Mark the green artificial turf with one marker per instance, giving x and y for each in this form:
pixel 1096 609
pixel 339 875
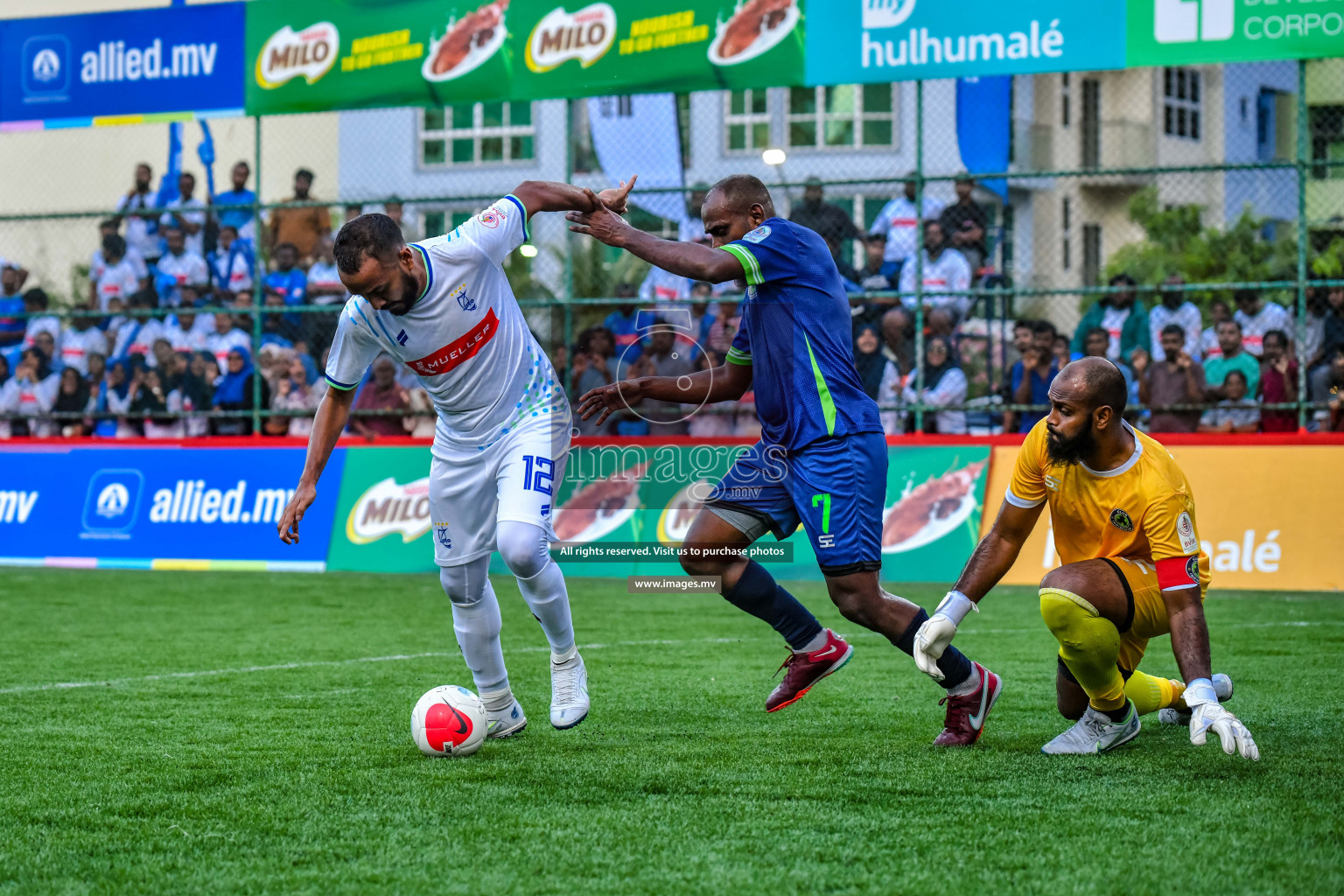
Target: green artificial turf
pixel 304 778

# [Exercise requirements]
Each line from the one with "pixel 1096 609" through the final line of the records must be copied exactly, with no pictures and no additional lines.

# [Reply]
pixel 1096 609
pixel 339 875
Target: green artificial turf
pixel 304 778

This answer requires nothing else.